** Consigne de l'exercice **
Recopiez mot pour mot l'intégralité de l'extrait ci-dessous sur Henry Kissinger et l'intelligence artificielle.

Partons de cette réflexion d’Henry Kissinger, grand diplomate américain - qui n’est pas connu par sa grande spiritualité mais plutôt pour la puissance de sa pensée et son réalisme froid - à propos des conséquences de l’intelligence artificielle sur la politique, dans deux articles de la revue “Atlantic”, cité par Gérard Araud, ancien ambassadeur de France aux Etats-Unis dans son livre récent “le diplomate du siècle”

** Enregistrements **
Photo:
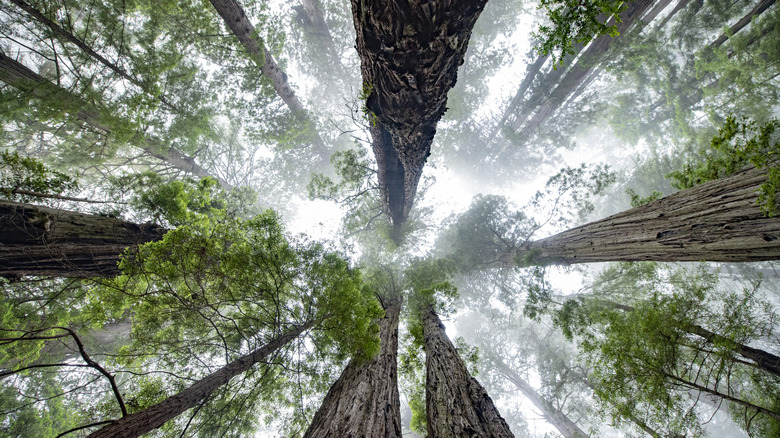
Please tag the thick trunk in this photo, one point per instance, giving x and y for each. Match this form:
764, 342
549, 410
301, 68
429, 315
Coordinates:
236, 20
558, 419
17, 75
139, 423
50, 242
457, 405
390, 174
410, 53
364, 401
716, 221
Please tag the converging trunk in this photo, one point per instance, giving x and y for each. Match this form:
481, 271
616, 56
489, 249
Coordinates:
236, 20
139, 423
364, 401
558, 419
457, 405
410, 53
18, 76
717, 221
50, 242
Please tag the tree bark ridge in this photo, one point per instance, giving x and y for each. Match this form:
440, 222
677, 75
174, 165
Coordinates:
364, 401
456, 404
51, 242
410, 53
716, 221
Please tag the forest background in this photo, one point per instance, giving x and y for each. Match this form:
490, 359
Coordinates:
190, 135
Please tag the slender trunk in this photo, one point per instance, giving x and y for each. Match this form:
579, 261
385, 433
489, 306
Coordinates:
763, 360
315, 26
706, 390
634, 419
22, 78
587, 62
139, 423
364, 401
236, 20
558, 419
716, 221
410, 53
677, 8
390, 175
762, 6
457, 405
517, 99
51, 242
68, 36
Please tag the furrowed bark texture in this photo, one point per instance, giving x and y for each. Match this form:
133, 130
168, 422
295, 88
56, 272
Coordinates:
139, 423
457, 405
558, 419
364, 401
18, 76
50, 242
410, 53
236, 20
716, 221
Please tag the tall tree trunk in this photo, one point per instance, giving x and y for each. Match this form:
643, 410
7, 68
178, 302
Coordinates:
763, 360
410, 53
17, 75
716, 221
457, 405
68, 36
51, 242
762, 6
314, 25
236, 20
139, 423
364, 401
558, 419
585, 63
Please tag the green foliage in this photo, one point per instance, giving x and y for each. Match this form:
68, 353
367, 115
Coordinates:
738, 145
25, 173
576, 22
640, 333
637, 200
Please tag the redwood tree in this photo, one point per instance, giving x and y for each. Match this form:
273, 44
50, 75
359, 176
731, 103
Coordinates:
46, 241
456, 404
410, 53
364, 401
717, 221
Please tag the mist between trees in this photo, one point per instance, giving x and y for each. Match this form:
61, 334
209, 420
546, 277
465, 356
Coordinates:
557, 219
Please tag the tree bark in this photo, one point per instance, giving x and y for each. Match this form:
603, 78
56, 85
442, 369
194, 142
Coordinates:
364, 401
587, 62
558, 419
716, 221
51, 242
236, 20
410, 53
763, 360
139, 423
68, 36
17, 75
457, 405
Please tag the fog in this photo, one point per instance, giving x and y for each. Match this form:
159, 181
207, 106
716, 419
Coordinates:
339, 130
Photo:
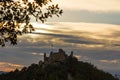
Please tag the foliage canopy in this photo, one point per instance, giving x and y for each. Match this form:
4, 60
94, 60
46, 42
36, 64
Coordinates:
13, 13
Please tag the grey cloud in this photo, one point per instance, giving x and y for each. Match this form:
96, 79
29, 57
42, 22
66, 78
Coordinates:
90, 17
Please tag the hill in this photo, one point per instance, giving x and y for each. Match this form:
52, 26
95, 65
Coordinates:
59, 66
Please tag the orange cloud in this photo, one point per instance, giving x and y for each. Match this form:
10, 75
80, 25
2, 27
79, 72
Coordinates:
5, 66
91, 5
109, 61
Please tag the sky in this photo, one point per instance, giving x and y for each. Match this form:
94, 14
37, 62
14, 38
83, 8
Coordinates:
89, 28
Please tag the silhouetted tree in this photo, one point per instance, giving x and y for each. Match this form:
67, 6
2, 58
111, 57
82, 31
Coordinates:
13, 13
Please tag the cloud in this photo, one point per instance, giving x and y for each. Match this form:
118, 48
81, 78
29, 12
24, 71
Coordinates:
90, 42
90, 5
5, 66
109, 61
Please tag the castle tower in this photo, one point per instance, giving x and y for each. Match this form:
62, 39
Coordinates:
71, 55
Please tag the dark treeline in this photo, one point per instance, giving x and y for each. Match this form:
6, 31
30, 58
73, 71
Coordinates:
68, 69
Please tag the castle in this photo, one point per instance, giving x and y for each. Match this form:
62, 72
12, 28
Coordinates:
57, 56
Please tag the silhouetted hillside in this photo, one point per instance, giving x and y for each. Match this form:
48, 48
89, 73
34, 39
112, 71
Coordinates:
58, 66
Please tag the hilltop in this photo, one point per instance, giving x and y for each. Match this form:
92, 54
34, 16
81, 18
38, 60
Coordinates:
59, 66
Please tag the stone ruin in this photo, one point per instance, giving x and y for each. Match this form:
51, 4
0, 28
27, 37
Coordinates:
57, 56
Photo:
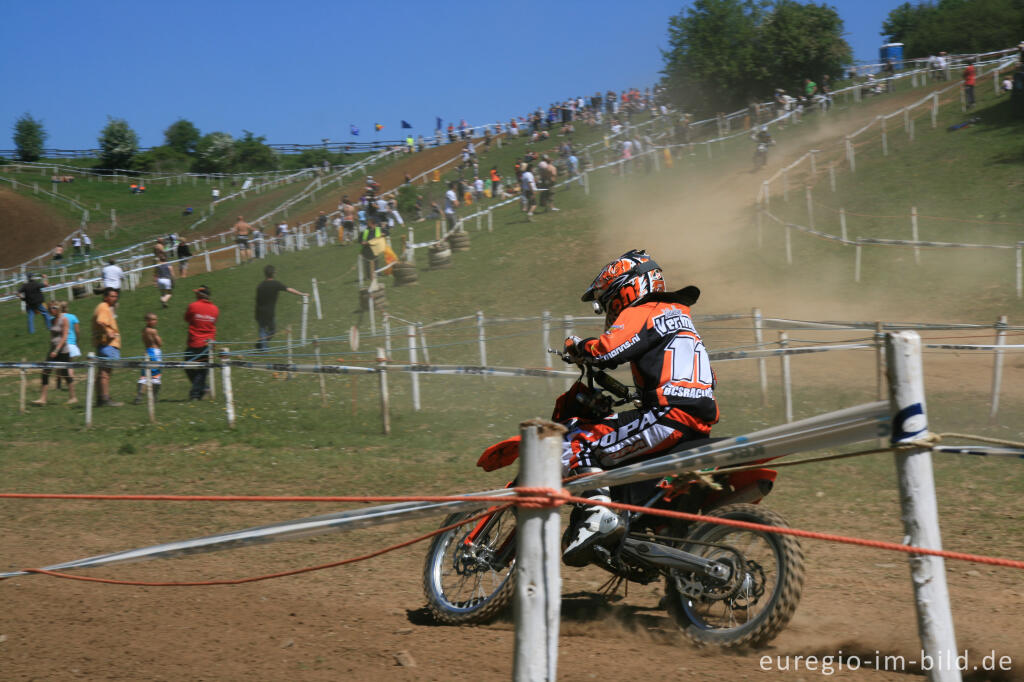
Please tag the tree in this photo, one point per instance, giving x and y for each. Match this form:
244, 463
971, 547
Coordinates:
724, 52
118, 143
181, 136
252, 154
214, 154
802, 41
29, 137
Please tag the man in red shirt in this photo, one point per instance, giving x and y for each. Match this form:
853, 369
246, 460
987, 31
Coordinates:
970, 78
202, 317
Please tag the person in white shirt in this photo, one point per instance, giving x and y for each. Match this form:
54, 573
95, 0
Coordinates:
112, 274
527, 183
451, 202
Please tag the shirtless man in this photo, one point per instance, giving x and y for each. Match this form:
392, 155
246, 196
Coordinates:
348, 216
243, 230
154, 352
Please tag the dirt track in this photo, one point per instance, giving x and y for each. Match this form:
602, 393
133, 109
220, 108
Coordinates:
366, 622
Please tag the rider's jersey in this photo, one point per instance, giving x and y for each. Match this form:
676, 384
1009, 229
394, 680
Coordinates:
670, 364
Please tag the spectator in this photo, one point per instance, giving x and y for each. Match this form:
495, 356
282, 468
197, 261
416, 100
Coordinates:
243, 232
202, 318
59, 329
548, 175
527, 186
154, 352
184, 253
496, 182
970, 78
266, 301
112, 274
31, 292
451, 203
165, 281
107, 340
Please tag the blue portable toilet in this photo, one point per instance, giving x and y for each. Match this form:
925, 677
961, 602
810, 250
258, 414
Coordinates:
893, 52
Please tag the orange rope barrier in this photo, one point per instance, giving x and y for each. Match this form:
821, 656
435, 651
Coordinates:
536, 498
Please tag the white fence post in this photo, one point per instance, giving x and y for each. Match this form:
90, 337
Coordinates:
385, 403
762, 366
90, 388
316, 303
913, 232
481, 338
538, 599
225, 370
323, 379
920, 510
415, 376
783, 341
1000, 339
305, 320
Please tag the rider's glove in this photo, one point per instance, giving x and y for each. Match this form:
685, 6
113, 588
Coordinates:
573, 348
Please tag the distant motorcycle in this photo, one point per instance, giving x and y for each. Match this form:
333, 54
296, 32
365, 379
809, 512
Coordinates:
724, 586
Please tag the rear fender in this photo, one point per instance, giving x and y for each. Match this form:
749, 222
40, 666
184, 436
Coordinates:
500, 455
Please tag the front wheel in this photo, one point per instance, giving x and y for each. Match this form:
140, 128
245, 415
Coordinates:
469, 573
757, 600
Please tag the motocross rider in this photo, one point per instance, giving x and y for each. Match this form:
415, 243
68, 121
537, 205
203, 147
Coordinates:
650, 329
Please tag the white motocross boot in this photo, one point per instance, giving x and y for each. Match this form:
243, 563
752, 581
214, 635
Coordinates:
600, 525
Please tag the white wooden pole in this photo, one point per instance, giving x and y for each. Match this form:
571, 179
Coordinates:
385, 406
1000, 339
913, 231
1020, 270
211, 374
151, 405
305, 318
920, 510
783, 341
810, 207
225, 376
23, 388
423, 343
538, 602
415, 375
320, 375
90, 388
481, 338
762, 363
316, 303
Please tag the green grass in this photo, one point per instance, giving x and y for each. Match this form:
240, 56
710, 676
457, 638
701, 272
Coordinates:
286, 442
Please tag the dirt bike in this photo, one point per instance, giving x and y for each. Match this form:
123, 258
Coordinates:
724, 586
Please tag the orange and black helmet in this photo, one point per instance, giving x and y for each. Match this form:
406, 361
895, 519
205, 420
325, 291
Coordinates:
624, 282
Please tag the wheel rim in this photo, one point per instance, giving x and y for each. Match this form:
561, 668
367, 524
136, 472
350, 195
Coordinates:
466, 576
748, 595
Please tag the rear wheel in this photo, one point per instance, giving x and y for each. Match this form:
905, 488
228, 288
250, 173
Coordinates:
757, 600
469, 573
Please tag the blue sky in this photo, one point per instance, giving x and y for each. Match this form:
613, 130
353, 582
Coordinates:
306, 71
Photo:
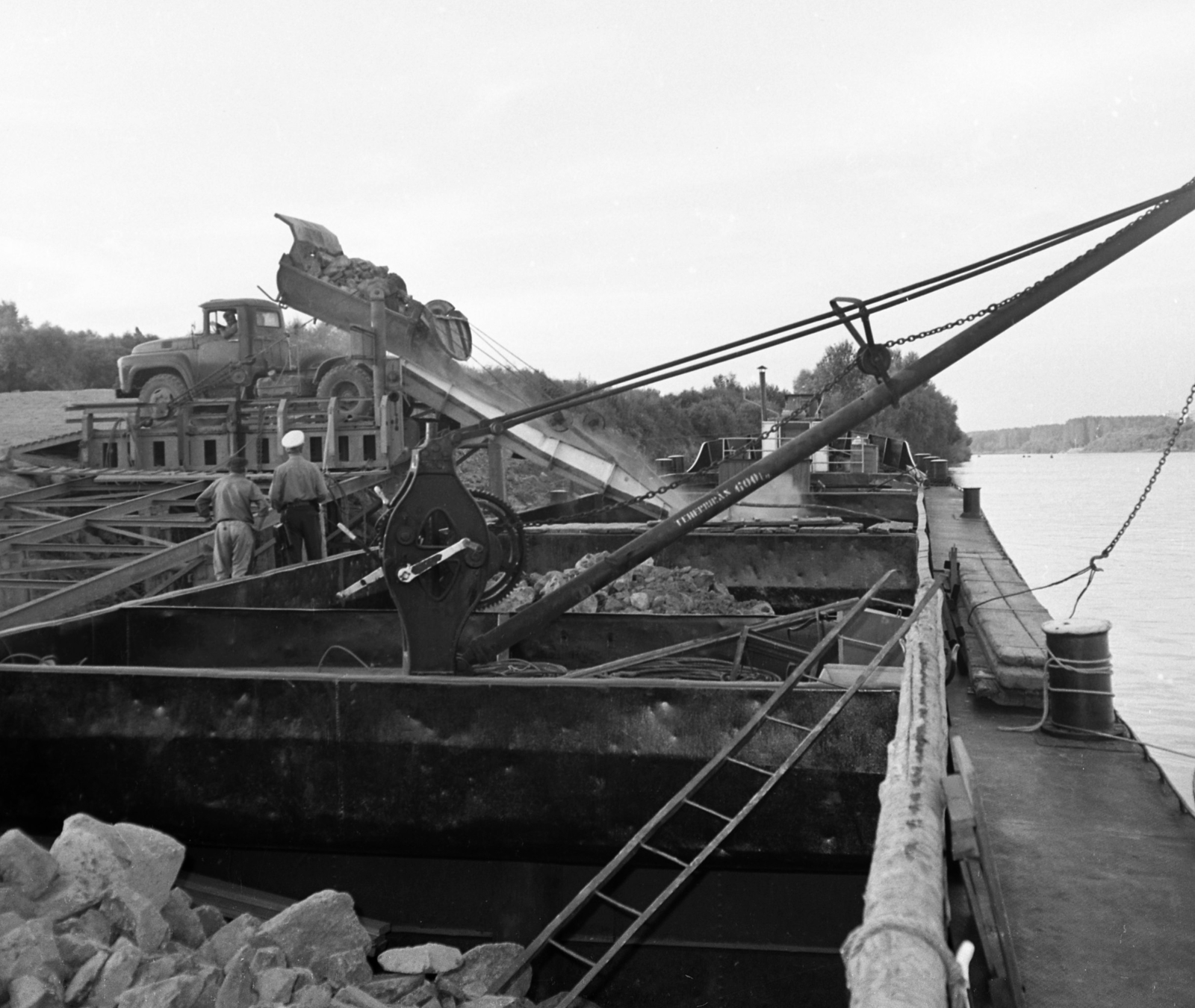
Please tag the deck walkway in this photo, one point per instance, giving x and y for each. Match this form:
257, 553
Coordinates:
1095, 854
1008, 665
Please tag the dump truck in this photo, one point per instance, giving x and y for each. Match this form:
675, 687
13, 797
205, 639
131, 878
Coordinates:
243, 346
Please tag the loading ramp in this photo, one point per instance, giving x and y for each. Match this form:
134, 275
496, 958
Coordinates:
103, 536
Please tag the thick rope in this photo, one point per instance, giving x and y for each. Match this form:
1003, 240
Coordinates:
956, 982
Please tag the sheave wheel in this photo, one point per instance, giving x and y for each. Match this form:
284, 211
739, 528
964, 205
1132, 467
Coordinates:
348, 382
159, 392
507, 538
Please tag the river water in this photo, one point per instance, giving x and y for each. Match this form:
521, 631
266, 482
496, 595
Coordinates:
1053, 512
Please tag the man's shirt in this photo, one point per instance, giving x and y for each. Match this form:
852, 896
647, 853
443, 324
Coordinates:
232, 498
297, 479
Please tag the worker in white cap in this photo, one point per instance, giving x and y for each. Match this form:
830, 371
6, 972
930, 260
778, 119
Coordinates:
297, 492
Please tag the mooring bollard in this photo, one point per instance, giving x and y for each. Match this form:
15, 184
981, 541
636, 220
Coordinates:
1079, 673
971, 503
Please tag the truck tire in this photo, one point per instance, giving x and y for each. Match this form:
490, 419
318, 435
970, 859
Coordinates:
159, 391
352, 382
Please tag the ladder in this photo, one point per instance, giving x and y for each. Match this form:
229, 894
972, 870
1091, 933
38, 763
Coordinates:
639, 842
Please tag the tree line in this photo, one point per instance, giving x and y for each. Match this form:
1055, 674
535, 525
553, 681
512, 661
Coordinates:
49, 358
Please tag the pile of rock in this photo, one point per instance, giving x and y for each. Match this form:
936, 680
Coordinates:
648, 588
356, 276
96, 922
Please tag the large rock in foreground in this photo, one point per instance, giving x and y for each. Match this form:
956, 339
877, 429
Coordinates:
323, 934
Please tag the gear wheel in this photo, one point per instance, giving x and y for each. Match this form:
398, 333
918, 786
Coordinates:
506, 541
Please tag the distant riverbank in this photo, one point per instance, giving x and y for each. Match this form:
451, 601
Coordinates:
1084, 434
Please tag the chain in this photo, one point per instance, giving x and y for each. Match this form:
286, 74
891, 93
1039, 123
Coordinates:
974, 316
956, 323
660, 490
1157, 470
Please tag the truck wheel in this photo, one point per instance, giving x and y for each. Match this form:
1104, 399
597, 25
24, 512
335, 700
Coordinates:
348, 382
159, 392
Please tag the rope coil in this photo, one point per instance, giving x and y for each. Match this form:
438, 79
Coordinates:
1096, 667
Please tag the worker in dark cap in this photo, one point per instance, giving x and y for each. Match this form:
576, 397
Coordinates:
297, 492
236, 503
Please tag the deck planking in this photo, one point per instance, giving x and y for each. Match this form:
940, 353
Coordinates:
1095, 854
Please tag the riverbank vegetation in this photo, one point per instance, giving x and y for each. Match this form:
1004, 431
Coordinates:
36, 358
1085, 434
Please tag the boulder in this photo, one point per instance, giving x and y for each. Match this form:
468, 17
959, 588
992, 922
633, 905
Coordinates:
161, 968
211, 978
323, 934
25, 865
117, 977
556, 999
342, 969
390, 989
429, 958
237, 990
134, 916
497, 1001
274, 986
155, 862
211, 918
314, 996
184, 924
91, 856
13, 900
77, 948
484, 964
426, 994
10, 921
30, 948
179, 992
85, 977
29, 992
356, 998
90, 924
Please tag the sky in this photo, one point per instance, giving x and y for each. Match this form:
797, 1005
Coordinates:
605, 187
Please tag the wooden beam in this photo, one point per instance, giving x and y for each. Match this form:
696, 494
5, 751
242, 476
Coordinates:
83, 595
75, 523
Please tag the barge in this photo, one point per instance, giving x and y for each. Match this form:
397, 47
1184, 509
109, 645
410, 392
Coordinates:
777, 829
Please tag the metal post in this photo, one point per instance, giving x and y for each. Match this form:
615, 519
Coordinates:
87, 434
378, 323
497, 468
541, 613
332, 454
763, 399
281, 422
972, 508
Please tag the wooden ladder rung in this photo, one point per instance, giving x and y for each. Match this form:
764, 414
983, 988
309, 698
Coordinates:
788, 724
750, 766
704, 809
613, 902
660, 853
568, 951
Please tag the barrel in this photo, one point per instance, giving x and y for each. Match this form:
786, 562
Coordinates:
1079, 673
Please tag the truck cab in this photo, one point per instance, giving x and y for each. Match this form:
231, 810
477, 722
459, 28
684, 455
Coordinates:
238, 340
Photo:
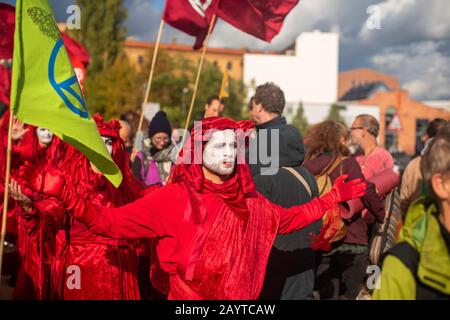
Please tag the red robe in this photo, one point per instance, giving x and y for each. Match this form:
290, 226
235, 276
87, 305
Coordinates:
219, 256
34, 238
212, 241
108, 268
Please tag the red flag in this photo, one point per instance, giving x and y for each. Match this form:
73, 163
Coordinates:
191, 16
260, 18
7, 25
5, 84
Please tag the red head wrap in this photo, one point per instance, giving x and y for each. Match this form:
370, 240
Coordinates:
234, 190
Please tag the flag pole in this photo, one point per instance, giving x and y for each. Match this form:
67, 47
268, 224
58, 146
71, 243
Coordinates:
199, 71
149, 82
6, 194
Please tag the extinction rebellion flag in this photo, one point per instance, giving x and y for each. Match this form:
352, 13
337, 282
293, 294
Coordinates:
45, 91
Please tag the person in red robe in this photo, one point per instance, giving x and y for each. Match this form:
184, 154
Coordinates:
33, 238
213, 230
86, 266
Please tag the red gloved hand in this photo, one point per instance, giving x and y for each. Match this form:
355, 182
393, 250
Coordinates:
344, 191
47, 180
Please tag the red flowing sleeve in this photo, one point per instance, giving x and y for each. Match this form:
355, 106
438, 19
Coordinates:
49, 212
298, 217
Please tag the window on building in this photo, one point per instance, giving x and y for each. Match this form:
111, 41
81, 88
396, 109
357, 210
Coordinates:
421, 127
390, 137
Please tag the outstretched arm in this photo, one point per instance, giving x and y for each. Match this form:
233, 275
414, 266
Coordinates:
298, 217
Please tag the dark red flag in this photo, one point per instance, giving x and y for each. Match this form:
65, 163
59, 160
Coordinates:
191, 16
260, 18
7, 25
5, 84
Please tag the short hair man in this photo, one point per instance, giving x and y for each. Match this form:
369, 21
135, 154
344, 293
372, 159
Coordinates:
372, 158
412, 176
418, 267
290, 270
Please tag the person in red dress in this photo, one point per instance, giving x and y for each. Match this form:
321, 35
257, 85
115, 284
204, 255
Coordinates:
213, 230
86, 266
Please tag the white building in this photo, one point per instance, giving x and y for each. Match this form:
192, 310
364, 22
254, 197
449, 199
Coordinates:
308, 74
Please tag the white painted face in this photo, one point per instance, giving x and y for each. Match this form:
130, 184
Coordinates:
44, 135
219, 154
108, 143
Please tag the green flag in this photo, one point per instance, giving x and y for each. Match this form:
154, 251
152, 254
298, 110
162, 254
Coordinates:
45, 91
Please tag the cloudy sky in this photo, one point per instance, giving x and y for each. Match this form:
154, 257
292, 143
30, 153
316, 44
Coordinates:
413, 42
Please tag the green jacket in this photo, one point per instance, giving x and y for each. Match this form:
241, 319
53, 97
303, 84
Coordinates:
422, 231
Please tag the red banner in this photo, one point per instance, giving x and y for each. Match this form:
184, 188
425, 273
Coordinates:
260, 18
191, 16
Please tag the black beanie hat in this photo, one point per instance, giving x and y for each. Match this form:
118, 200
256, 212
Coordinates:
159, 123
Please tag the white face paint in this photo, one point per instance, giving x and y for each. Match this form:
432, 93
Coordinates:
219, 155
108, 143
44, 135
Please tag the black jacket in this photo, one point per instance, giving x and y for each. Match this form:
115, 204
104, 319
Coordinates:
291, 256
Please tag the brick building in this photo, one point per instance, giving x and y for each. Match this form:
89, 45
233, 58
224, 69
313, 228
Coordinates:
367, 87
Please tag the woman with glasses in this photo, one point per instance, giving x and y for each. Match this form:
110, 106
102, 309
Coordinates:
152, 165
341, 270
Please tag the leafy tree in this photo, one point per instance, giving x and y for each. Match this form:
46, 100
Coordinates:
102, 31
115, 90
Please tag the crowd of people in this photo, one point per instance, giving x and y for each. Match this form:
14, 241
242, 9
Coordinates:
233, 225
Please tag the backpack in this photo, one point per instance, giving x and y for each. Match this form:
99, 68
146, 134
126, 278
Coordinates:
385, 234
333, 227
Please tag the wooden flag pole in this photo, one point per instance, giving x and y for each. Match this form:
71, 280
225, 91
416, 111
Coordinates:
199, 71
149, 82
6, 194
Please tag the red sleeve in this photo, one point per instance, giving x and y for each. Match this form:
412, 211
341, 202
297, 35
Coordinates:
52, 213
147, 217
372, 201
298, 217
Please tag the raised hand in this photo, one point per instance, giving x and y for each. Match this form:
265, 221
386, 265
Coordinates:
18, 129
344, 191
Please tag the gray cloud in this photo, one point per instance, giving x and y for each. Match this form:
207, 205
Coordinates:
412, 44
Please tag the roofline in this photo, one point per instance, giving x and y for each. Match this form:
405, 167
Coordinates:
181, 47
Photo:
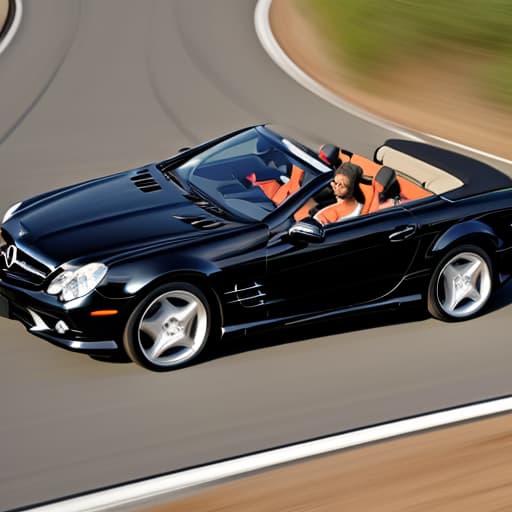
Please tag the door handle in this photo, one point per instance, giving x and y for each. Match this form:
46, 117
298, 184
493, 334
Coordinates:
402, 234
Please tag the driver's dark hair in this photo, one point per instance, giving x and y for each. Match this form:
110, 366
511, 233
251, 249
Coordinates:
353, 172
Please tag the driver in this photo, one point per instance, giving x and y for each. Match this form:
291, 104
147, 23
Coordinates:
349, 197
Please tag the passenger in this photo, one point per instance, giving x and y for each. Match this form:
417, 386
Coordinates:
349, 197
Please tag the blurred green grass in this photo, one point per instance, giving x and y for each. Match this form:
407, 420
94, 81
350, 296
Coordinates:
374, 36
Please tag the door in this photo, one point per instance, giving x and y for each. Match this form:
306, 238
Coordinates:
360, 259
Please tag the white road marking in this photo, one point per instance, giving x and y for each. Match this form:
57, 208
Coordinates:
169, 484
18, 12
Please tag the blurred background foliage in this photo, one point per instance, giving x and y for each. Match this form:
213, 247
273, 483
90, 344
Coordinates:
375, 36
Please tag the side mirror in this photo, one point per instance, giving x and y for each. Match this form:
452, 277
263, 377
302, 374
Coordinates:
309, 232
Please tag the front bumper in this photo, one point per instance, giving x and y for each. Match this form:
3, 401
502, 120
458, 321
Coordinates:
70, 325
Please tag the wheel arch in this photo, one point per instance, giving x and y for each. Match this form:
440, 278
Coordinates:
194, 277
473, 232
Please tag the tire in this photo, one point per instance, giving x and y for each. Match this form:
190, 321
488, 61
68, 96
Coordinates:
169, 328
461, 284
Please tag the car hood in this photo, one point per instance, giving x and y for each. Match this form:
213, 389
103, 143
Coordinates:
109, 215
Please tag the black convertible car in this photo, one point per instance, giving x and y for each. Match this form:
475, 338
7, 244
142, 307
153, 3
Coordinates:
158, 261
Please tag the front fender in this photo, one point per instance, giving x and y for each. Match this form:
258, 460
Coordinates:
127, 279
465, 232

** Réponse attendue **
Partons de cette réflexion d’Henry Kissinger, grand diplomate américain - qui n’est pas connu par sa grande spiritualité mais plutôt pour la puissance de sa pensée et son réalisme froid - à propos des conséquences de l’intelligence artificielle sur la politique, dans deux articles de la revue “Atlantic”, cité par Gérard Araud, ancien ambassadeur de France aux Etats-Unis dans son livre récent “le diplomate du siècle”